- Records from a data collection -
=-=-=
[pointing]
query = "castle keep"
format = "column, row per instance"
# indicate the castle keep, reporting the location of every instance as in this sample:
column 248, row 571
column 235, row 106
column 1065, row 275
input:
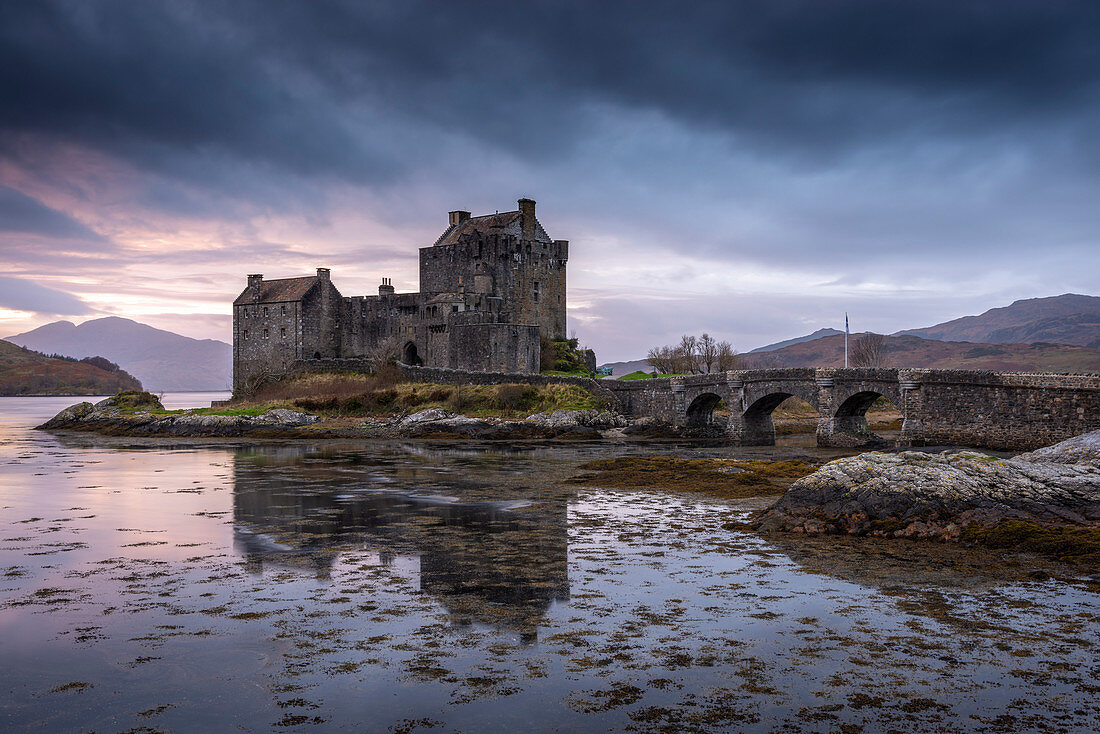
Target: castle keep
column 491, row 287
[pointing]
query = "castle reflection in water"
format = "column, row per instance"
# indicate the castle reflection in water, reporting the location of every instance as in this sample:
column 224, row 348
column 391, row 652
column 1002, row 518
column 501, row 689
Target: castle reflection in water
column 487, row 554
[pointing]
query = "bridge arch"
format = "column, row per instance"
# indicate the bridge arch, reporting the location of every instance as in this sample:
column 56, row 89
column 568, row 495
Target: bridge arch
column 701, row 411
column 848, row 426
column 757, row 427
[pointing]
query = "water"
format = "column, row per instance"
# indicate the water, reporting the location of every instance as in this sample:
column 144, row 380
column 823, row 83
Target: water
column 161, row 584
=-=-=
- Given instruction -
Every line of the data above should be quoted exactly. Omit the pictures.

- Complete answer -
[pointing]
query = "castle keep"
format = "column, row per instance"
# indicate the castle keep, reporting the location of every instance as in this sample:
column 248, row 571
column 235, row 106
column 1065, row 275
input:
Target: castle keep
column 491, row 287
[pointing]
query = "castle reflection in water"
format = "column, row per instance"
# indicate the castle reflection in water, reporting the location of every instance as in this sample:
column 224, row 348
column 391, row 652
column 1002, row 518
column 501, row 689
Target: castle reflection in water
column 487, row 554
[pointing]
query = "bridge arch"
format = "column, row per instance"
# indicate the bridge arch, reporting the location of every instance as in this sample:
column 56, row 89
column 568, row 495
Target: bridge arch
column 701, row 411
column 848, row 426
column 757, row 427
[pointing]
query = "water"
format = "column, row per instance"
# indicate the water, reporting the location of every instance as in this sample:
column 144, row 380
column 823, row 83
Target: water
column 161, row 584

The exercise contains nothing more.